Entries from a pointing dataset

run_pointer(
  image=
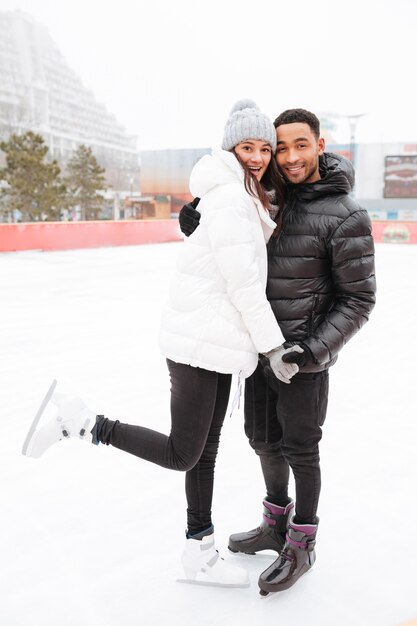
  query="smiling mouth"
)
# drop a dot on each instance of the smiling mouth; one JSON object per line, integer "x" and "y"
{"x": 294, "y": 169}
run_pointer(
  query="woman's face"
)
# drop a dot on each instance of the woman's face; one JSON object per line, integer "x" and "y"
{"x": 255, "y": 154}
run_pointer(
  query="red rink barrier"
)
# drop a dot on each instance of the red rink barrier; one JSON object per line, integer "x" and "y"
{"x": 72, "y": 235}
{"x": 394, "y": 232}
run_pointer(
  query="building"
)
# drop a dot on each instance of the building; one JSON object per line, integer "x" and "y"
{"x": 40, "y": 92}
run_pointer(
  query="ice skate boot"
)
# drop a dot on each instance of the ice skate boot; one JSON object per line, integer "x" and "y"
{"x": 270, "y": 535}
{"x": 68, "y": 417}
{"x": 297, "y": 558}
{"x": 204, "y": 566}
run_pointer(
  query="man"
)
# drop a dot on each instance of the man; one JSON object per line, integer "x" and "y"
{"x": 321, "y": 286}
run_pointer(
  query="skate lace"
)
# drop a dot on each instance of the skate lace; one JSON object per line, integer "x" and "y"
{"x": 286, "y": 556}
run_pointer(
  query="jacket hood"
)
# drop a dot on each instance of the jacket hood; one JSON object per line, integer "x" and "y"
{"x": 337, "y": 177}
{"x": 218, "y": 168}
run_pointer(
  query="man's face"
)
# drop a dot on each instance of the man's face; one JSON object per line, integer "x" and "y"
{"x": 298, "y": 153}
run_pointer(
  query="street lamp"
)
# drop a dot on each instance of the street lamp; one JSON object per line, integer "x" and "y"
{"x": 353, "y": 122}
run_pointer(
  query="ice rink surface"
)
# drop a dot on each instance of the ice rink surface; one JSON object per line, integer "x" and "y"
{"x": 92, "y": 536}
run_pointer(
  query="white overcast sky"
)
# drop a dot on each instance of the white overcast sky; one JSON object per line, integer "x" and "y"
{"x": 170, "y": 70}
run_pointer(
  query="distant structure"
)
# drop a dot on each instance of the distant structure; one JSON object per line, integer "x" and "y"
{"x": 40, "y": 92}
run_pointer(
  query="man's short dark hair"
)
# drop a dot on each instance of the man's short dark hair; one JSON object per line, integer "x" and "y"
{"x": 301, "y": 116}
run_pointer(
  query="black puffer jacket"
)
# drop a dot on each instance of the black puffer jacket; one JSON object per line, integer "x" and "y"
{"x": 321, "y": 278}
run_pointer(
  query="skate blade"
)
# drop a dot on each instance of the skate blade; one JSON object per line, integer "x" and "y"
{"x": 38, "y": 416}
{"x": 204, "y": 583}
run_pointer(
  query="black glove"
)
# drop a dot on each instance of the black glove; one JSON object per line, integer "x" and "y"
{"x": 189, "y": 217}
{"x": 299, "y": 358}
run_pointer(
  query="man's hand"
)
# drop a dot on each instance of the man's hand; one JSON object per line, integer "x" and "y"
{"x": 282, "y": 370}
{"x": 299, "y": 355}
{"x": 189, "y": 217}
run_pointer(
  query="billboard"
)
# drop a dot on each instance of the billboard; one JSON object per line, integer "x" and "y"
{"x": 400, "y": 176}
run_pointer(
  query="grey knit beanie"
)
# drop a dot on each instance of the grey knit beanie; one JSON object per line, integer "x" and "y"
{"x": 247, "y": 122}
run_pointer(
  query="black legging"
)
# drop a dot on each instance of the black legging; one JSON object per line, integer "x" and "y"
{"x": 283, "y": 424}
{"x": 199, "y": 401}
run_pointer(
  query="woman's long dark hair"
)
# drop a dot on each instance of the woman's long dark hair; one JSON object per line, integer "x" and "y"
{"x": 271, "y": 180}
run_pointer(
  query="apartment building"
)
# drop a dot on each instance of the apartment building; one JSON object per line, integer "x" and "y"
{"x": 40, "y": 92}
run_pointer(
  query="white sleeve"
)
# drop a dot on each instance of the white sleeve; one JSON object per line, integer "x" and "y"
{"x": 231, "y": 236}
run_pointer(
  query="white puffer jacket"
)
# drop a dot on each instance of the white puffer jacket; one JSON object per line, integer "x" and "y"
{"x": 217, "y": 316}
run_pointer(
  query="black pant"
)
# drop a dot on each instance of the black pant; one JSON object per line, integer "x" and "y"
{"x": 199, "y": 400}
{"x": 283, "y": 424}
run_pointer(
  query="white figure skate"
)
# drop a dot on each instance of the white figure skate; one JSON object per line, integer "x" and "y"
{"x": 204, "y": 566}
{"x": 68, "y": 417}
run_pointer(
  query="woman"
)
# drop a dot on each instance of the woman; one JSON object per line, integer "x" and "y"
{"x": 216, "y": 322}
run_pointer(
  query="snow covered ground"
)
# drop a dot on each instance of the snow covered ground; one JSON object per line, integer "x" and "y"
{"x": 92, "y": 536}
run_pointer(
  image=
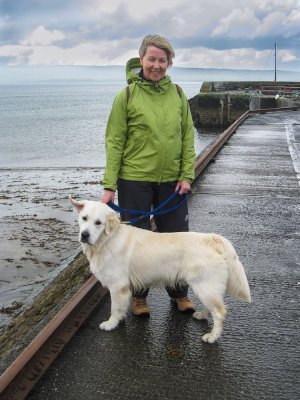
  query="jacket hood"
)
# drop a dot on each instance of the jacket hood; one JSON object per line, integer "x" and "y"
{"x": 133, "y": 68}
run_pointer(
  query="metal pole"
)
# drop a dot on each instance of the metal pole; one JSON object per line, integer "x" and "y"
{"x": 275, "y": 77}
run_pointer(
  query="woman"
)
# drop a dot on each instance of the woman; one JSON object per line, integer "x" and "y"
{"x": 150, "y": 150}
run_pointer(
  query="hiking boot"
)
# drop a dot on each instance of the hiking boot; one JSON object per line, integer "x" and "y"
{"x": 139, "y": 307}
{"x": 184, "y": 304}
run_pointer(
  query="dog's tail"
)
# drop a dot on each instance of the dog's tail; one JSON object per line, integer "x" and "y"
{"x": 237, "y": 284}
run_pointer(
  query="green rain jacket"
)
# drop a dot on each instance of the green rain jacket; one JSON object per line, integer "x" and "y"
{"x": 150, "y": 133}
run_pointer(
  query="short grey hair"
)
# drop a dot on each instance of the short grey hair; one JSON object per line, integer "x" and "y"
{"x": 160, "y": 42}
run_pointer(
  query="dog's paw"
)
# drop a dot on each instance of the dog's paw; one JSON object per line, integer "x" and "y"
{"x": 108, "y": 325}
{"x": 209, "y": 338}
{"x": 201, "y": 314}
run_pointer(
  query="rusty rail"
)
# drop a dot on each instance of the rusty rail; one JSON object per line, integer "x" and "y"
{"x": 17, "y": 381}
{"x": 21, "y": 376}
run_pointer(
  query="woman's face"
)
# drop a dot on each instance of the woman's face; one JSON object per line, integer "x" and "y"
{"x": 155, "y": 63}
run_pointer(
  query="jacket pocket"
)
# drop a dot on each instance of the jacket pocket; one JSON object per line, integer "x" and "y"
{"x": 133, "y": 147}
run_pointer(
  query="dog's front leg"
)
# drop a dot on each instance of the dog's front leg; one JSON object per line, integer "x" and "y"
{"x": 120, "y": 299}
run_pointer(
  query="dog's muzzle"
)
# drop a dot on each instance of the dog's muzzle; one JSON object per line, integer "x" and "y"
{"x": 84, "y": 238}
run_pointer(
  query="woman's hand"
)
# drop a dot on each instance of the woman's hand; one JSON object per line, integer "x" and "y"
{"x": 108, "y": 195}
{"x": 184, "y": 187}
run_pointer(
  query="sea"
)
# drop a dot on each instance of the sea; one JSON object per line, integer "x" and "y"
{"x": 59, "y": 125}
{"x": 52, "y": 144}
==
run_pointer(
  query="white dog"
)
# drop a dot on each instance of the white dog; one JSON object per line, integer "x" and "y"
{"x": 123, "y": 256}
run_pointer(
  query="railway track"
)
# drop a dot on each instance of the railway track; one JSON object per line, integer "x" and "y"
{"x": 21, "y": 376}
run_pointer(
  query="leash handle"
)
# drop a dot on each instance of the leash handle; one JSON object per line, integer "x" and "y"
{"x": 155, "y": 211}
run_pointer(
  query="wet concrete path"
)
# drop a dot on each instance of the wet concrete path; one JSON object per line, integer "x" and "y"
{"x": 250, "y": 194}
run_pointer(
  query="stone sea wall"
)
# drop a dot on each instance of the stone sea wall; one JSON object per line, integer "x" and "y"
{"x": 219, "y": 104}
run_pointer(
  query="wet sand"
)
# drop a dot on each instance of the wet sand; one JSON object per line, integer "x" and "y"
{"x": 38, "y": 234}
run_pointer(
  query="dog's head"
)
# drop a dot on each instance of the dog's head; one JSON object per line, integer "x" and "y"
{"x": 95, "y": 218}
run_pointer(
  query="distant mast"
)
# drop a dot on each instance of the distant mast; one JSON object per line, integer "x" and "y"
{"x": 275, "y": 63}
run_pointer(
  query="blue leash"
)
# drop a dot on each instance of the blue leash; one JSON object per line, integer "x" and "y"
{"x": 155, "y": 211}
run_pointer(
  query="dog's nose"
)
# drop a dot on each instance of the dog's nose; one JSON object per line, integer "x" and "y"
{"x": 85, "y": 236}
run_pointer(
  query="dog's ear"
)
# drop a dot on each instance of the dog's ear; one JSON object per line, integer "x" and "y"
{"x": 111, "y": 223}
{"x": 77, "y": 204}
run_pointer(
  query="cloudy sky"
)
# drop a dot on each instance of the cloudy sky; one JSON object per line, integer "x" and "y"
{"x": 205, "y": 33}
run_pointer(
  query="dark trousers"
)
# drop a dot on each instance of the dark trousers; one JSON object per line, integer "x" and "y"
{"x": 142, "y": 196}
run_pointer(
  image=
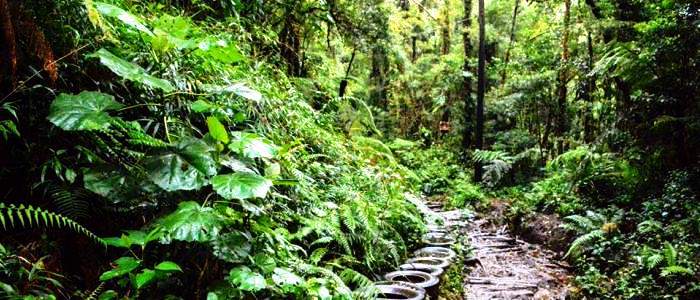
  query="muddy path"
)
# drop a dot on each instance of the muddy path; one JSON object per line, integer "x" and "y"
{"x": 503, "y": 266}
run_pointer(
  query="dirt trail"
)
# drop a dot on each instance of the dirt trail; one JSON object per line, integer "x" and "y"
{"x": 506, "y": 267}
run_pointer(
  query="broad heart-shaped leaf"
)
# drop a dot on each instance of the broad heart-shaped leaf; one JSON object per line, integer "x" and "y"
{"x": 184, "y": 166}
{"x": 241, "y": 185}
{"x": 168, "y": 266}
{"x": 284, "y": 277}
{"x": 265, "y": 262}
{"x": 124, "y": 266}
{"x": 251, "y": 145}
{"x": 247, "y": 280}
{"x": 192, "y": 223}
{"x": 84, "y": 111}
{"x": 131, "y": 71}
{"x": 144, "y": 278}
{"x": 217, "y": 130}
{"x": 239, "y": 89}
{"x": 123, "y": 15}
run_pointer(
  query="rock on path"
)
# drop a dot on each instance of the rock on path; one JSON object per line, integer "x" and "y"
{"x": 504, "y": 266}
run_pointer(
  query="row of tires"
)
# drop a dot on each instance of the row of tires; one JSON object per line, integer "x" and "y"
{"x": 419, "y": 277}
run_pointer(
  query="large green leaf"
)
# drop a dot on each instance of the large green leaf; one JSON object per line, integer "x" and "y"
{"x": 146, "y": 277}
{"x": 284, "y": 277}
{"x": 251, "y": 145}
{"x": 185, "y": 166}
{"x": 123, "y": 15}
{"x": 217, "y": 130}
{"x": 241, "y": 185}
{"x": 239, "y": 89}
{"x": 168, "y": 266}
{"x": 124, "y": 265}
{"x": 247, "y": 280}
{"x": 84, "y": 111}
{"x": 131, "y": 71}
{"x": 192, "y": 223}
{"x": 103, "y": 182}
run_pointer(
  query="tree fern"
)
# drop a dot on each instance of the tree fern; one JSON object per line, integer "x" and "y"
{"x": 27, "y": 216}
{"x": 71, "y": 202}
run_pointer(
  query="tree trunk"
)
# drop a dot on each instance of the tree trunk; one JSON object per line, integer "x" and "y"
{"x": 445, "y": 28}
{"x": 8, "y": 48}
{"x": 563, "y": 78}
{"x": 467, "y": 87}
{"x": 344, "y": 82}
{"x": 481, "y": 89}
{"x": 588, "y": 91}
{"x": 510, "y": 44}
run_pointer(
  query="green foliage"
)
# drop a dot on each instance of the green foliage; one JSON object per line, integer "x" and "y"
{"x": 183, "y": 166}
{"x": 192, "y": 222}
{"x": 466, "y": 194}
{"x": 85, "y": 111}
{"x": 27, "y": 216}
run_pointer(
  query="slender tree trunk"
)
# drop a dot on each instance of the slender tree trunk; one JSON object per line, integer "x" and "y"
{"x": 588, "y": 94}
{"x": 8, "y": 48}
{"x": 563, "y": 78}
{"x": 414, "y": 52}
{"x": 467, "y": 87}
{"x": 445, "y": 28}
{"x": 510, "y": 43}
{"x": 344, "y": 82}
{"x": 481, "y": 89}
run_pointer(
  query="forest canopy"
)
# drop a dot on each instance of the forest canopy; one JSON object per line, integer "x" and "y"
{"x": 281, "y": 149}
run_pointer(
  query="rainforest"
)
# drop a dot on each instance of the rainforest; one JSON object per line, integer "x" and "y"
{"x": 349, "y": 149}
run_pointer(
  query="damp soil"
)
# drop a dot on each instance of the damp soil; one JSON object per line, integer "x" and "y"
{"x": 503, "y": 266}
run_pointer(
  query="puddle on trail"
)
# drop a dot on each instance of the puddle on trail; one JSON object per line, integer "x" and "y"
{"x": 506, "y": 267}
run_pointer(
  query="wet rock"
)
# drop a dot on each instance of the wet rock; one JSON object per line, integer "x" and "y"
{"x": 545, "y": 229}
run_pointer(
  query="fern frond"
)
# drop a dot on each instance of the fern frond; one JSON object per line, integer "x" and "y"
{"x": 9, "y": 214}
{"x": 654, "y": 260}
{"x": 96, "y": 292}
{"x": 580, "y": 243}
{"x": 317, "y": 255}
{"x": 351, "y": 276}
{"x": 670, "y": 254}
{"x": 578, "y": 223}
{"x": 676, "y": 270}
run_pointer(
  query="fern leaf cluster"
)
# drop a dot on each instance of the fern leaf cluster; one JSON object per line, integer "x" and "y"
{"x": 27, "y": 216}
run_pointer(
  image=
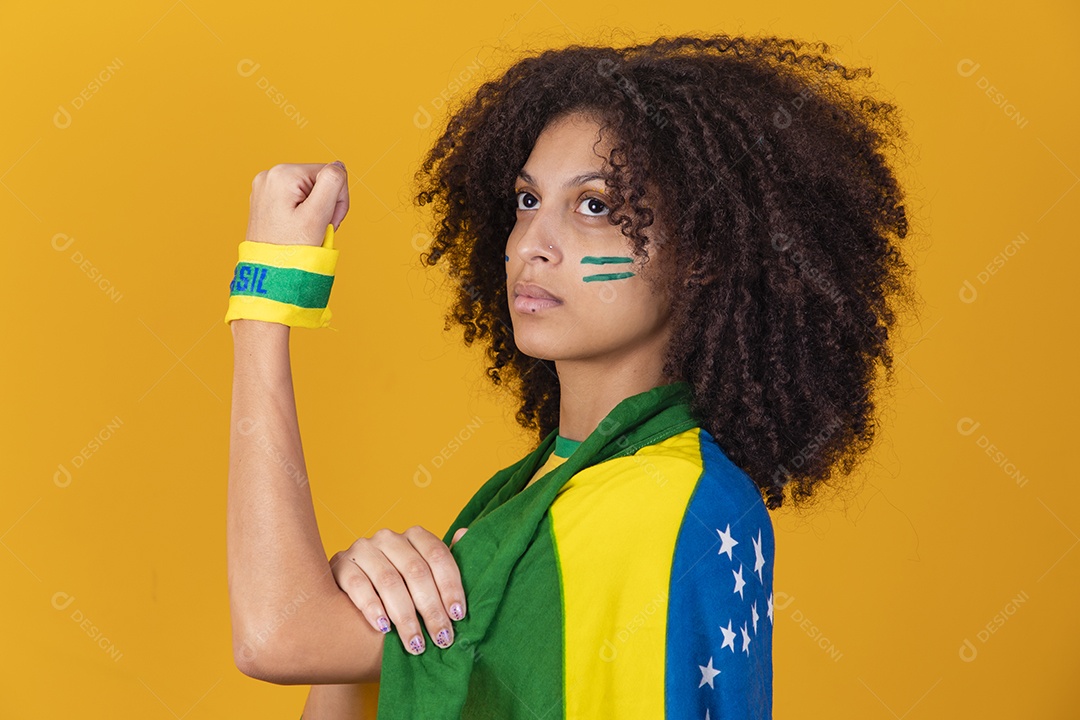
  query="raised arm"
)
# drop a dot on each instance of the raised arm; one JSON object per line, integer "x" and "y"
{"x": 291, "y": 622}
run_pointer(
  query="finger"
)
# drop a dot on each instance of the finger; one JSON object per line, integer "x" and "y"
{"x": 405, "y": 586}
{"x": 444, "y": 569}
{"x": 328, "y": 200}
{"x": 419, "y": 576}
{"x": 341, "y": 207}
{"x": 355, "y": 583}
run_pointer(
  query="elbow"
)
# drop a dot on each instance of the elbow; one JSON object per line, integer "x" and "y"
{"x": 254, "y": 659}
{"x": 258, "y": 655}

» DIRECTIONS:
Pull out each line of the material above that contains the word "figure".

» EXPECTED ANSWER:
  query="white figure skate"
# drop a dot on each instance of the white figure skate; one JSON object per line, integer "x" and "y"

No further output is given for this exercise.